:: Extracted records

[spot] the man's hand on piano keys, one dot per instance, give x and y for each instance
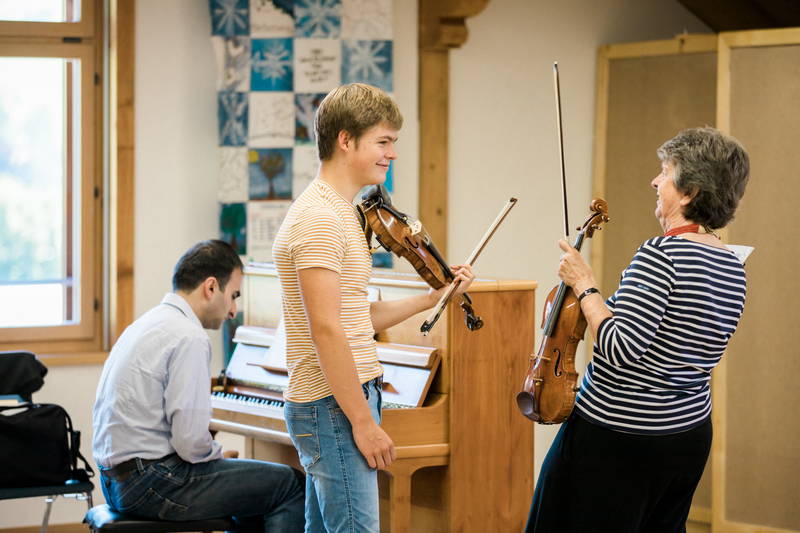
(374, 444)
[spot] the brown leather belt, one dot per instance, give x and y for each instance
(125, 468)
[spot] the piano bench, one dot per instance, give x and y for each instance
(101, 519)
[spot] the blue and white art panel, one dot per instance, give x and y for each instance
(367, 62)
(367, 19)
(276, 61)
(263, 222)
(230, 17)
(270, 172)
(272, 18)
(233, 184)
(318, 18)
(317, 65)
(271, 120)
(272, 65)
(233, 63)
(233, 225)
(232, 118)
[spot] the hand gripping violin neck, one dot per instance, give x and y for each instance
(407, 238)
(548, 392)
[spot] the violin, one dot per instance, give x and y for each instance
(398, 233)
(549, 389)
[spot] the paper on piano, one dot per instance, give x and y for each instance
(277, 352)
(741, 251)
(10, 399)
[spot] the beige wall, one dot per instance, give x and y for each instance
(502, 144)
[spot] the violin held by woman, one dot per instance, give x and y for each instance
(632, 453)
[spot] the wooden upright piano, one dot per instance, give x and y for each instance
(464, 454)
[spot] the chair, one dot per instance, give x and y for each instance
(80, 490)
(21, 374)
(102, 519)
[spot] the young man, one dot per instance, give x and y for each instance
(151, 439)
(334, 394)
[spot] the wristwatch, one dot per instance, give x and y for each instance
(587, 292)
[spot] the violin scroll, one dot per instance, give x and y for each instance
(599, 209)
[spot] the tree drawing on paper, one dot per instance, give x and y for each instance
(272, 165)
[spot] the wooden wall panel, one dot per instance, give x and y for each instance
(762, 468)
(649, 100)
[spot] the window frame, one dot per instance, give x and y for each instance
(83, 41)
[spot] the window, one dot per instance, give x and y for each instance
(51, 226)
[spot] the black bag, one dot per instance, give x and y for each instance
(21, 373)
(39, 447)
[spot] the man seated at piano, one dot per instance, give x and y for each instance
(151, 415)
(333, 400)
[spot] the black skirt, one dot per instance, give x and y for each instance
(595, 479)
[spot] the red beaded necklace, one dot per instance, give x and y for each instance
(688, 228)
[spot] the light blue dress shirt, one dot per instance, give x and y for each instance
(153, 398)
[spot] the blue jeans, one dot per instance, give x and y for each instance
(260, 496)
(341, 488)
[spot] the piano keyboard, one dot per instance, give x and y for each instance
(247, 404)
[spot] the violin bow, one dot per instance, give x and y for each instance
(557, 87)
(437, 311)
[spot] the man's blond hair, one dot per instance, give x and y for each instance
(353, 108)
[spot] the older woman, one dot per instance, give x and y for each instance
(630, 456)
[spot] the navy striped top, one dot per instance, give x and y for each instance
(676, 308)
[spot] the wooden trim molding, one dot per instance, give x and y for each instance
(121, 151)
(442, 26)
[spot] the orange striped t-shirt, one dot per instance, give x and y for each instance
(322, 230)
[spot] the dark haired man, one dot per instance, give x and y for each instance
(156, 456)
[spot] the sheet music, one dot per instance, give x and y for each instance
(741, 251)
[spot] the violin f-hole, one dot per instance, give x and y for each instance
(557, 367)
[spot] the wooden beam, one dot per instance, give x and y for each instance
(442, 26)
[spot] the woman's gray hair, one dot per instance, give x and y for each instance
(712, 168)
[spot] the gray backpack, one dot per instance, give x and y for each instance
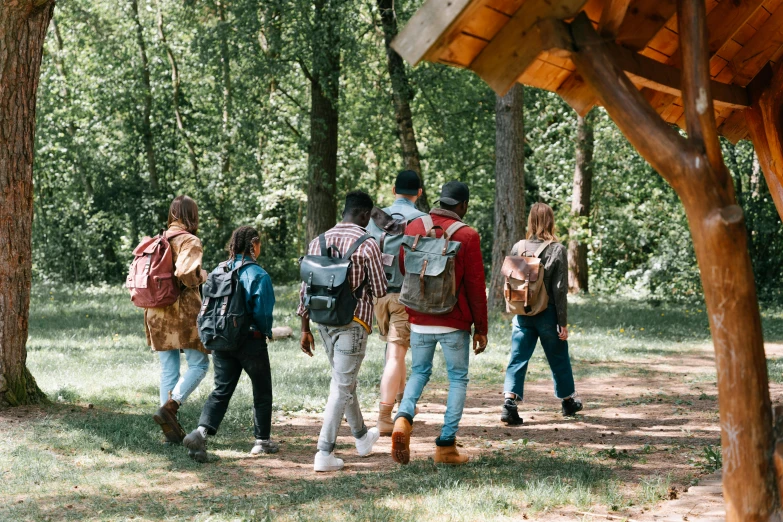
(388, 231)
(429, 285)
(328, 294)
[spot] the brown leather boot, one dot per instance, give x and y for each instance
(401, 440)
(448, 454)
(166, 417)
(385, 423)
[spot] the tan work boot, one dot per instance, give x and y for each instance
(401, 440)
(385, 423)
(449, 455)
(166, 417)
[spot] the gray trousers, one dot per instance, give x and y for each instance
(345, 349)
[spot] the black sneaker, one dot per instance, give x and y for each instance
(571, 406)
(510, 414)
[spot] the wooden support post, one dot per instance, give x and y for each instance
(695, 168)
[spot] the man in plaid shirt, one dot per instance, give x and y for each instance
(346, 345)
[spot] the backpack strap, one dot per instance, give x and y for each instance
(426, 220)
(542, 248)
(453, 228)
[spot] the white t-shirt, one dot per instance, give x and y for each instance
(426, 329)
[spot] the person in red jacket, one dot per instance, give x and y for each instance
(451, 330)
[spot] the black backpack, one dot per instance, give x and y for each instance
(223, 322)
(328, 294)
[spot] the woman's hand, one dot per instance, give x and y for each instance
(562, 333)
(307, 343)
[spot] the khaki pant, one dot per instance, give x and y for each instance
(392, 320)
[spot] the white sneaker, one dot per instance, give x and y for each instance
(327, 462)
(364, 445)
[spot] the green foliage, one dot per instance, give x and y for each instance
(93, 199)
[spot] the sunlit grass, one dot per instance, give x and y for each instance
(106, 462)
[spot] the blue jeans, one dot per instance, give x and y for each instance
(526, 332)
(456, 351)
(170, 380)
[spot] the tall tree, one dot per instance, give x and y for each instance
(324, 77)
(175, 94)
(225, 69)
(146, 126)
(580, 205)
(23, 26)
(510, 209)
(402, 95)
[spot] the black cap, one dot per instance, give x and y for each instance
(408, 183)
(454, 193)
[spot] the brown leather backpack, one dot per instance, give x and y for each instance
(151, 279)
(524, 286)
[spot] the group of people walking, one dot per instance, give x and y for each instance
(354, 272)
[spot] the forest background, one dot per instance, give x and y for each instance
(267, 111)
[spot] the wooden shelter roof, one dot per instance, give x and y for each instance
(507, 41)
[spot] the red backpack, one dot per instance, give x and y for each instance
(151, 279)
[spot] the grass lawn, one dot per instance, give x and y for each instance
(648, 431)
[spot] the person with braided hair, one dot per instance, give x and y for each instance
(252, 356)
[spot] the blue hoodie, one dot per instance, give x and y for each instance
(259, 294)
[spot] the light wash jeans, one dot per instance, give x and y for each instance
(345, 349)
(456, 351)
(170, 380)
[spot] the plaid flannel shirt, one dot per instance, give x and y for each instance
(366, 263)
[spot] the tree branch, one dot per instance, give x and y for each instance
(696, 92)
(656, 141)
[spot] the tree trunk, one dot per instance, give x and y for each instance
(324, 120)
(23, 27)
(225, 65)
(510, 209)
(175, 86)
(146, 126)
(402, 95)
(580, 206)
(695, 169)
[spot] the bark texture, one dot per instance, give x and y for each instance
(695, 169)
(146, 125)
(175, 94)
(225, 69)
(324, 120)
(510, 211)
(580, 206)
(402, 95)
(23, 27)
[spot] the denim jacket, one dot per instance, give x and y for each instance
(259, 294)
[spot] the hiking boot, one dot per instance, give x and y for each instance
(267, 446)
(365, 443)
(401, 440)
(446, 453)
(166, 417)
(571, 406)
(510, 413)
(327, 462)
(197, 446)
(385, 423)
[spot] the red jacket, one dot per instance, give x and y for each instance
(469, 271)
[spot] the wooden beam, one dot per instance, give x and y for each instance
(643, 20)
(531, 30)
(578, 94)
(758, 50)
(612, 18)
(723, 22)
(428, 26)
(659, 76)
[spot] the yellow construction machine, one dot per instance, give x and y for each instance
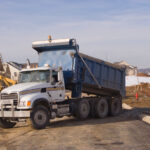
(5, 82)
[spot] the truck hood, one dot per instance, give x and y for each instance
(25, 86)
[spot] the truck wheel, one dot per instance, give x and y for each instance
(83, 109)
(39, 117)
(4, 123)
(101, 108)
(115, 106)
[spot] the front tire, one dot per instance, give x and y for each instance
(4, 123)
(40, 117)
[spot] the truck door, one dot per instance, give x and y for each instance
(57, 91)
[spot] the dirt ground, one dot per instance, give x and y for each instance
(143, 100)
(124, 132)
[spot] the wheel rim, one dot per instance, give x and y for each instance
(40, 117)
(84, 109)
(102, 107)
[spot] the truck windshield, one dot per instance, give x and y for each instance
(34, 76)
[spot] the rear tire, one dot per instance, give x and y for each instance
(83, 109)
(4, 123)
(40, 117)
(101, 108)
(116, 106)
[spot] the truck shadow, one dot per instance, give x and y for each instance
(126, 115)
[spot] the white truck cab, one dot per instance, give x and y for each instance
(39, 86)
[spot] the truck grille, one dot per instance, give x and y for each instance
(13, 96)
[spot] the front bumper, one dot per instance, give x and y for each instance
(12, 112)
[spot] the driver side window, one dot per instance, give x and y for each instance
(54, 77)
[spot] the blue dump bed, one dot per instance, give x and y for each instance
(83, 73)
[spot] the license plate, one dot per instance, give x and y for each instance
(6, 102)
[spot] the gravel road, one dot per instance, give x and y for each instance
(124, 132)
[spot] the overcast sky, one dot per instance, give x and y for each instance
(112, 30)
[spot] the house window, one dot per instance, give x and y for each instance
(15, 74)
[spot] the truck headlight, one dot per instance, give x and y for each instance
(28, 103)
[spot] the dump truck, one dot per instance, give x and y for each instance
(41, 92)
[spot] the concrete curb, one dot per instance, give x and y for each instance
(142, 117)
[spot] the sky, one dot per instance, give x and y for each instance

::::

◆ What you need to do:
Word for word, quote the lines from the line containing "[spot] the gravel" through the end of the material, both included, and nothing else.

◆ Result of this exercise:
[spot] the gravel road, one dot per instance, give x and y for each instance
(124, 132)
[spot] the overcast sky, one dot per instance, give x and y for each instance
(112, 30)
[spot] the house window, one dot per instance, give x and y for each instance
(15, 74)
[spot] the truck headlight, one dot per instance, give x and y for each instance
(28, 103)
[spot] the dump truck, one dot per instance, give x and y for each instance
(41, 92)
[spot] the concrete curb, one dot per instance, give x and y for each instance
(142, 117)
[spot] the sky, one dot per instance, give x and y for each instance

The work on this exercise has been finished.